▶ **EXERCISES**:
a) According to the post on Docker and containers, what concept did VMWare introduce in the late nineties?
b) Continue the post on Docker and containers from its last sentence.

▶ **SELECTED TEXT**:
^^^^^^^^^^^^^^^^

Yuva

Posted on May 12, 2019

Docker and Docker Compose

#docker #dockercompose #containers

In order to understand docker, we have to go back in time and study the evolution of containers and how we got to where we are!

What is a container?

From the docker site

“Containers are a way to package software in a format that can run isolated on a shared operating system. Unlike VMs, containers do not bundle a full operating system - only libraries and settings required to make the software work are needed. This makes for efficient, lightweight, self-contained systems and guarantees that software will always run the same, regardless of where it’s deployed.”

Lets unpack it a bit

Back in the late nineties, VMWare introdcued the concept of running multiple OS in the same hardware.
In the late 2000s, kernel level namespacing was introduced that allows shared global resources like network and disk to be isolated by namespaces.
In early 2010s, Containerization was born and it took virtualization at the OS level and added shared libs/bin as well. This also means we cannot run two containers that are dependent on different operating systems in the same host unless we are using a VM.
Namespaces are the true magic behind containers. Principles are from linux containers and docker implemented its own OCI runtime called runc Virtual Machines are virtualization at the hardware level Containers are virtualization at the OS/Software level

Advantages of using containers

Speed
- Execution speed - Because containers use underlying host os,we get speeds as close a process natively running on the host os.

^^^^^^^^^^^^^^^^

▶ **Excerpts from annotation records**:

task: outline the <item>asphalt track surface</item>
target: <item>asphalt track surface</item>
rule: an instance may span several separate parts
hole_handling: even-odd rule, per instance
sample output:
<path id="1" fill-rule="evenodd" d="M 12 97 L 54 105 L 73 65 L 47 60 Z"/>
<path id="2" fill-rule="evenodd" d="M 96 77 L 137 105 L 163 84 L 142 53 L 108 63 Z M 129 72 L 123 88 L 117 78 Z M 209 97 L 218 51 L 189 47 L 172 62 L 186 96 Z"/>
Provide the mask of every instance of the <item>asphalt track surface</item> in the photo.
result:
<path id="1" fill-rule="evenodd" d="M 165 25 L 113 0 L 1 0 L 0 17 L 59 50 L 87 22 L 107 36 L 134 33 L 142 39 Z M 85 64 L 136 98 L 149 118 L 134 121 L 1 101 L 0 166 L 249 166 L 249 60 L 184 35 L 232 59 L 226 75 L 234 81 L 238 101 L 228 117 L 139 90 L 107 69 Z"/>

^^^^^^^^^^^^^^^^

▶ **OUTPUTS IN ORDER**:
a) Running multiple operating systems on the same hardware.

b)
- Startup speed - Containers can be started in less than a second. They are very modular and can share the underlying libs/bins when needed along with host os.
- Operational speed - Containers enable faster iterations of application. There is less overhead in creating a container with new code changes and move it through the pipeline to production.
Consistency
- Build an image once and use it any where. The same image that is used to run the tests is used in production. This avoids the works in my machine problems.
- Not just in production. Containers helps in running tests consistently. Ever had a scenario where all tests passed in your machine but the CI failed your tests?.
Scalability
- We can specify exactly how much resources a single container can consume(CPU and memory). By understanding the available resources, containers can be packed densely to minimize wastage of CPU and memory. Scale containers within one host before scaling the instance.
Flexibility
- Containers are portable. Well to an extent (as long as the host is running some form of linux or linux vm).
- You can move a container from one machine to another very quickly. Imagine something went wrong while patching a security hole in the host OS, we simply move the container to a different host and resume service very quickly.

Enter Docker

Docker as a company

In 2013, Docker created the first container platform.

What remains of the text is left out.